Haaaa! Those problems your having are so minor it's not funny! You need to talk to owners of other cars that have $500 + fix it problems on their cars. In my opinion my B14 rocks. Never left me stranded, ever. 112K on the ticker before the motor swap, 3 accidents, driven very hard and abusive and nothin breaks on the darn thing  Your talking what 2 fuses and a clutch cable. Huh go try your luck with another mfg. You'll be back


----------



## Guest (Sep 29, 2002)

thanks for the reply everyone.....

dope200, thanks for the reply but i was looking more for facts and numbers rather than the opinions you gave.


>


Slow 96R said:


> >*Haaaa! Those problems your having are so minor it's not >funny!
> 
> no it's not funny when you're driving down the street and all of a sudden my car dies. not once but 3 times. it wouldn't be funny either if this happened on an interstate highway.
**********
Reproduce the stretch of the car forum thread from "Haaaa! Those problems your having are so minor it's not funny!" through "(Sep 29, 2002)", word for word. The material that follows isn't needed.
**********
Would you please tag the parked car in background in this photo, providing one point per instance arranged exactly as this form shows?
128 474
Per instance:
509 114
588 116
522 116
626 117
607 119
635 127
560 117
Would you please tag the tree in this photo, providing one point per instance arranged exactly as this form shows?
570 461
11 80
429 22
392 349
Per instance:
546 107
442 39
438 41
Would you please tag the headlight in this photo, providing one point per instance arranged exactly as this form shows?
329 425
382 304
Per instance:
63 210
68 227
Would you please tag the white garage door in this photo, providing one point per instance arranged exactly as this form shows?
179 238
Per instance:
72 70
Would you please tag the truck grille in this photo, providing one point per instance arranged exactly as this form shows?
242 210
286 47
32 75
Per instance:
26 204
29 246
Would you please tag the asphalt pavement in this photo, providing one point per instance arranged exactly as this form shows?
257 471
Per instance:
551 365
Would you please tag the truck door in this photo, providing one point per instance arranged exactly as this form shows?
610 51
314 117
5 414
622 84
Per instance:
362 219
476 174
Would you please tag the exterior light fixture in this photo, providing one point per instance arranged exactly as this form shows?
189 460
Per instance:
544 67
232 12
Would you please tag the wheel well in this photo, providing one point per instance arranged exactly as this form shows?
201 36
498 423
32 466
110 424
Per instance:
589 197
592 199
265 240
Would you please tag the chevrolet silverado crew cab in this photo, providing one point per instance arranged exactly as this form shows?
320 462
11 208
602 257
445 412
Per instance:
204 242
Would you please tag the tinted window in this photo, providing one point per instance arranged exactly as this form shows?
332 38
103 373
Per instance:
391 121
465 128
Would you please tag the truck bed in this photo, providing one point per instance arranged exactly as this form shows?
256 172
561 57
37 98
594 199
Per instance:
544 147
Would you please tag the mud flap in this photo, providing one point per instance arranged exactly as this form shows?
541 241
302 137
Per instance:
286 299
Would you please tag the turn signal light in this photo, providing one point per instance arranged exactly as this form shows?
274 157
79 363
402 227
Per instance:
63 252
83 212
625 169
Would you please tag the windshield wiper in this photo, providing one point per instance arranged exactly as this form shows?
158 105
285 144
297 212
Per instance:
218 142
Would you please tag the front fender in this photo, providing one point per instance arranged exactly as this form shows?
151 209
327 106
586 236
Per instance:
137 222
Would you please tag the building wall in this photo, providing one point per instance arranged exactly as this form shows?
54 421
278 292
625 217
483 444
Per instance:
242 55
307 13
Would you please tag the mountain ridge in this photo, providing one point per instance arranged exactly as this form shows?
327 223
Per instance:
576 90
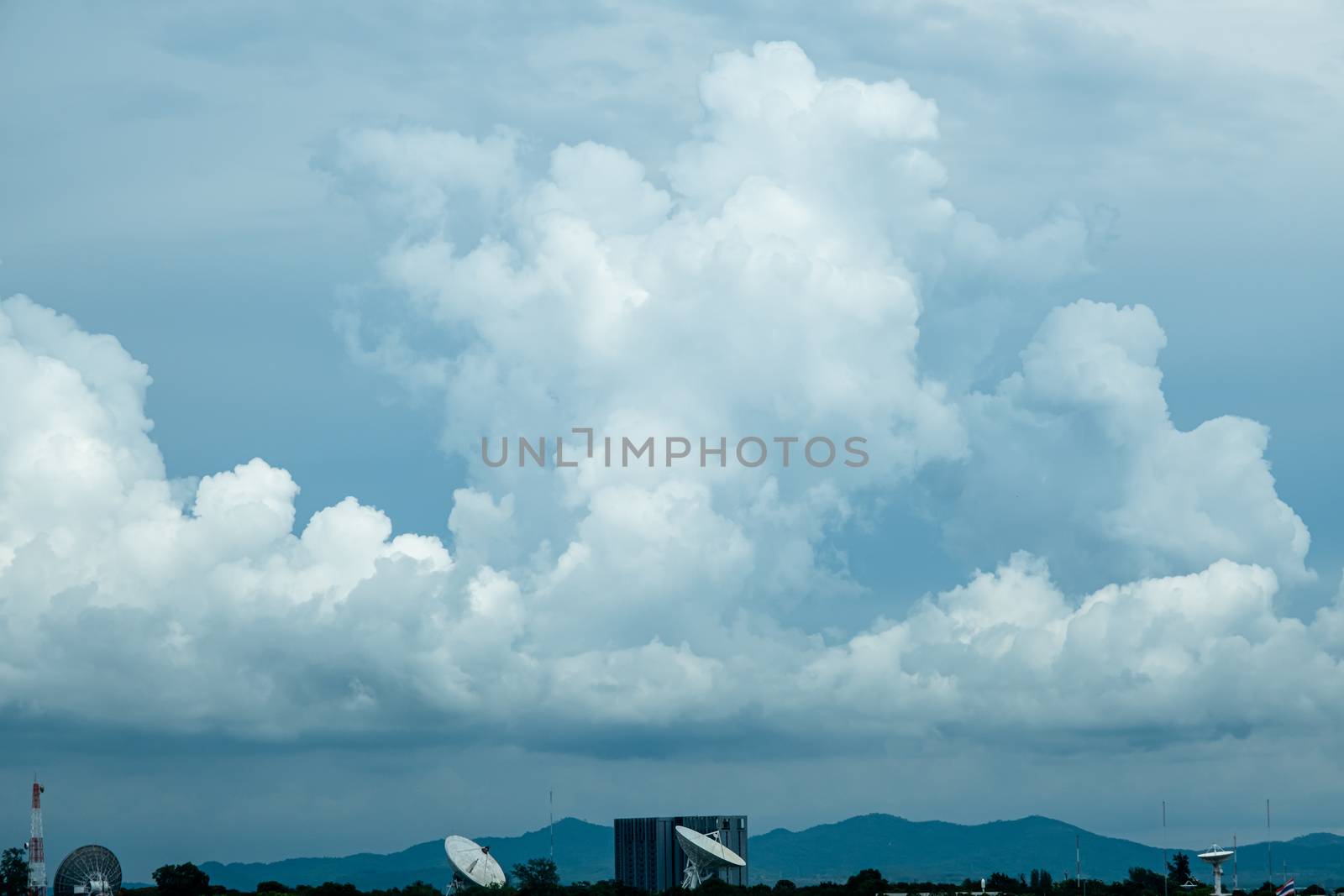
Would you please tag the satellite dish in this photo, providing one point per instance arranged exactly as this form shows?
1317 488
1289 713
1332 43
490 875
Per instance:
89 871
472 864
1215 856
705 855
**********
EXERCISE ANSWER:
Haaaa! Those problems your having are so minor it's not funny! You need to talk to owners of other cars that have $500 + fix it problems on their cars. In my opinion my B14 rocks. Never left me stranded, ever. 112K on the ticker before the motor swap, 3 accidents, driven very hard and abusive and nothin breaks on the darn thing  Your talking what 2 fuses and a clutch cable. Huh go try your luck with another mfg. You'll be back


----------



## Guest (Sep 29, 2002)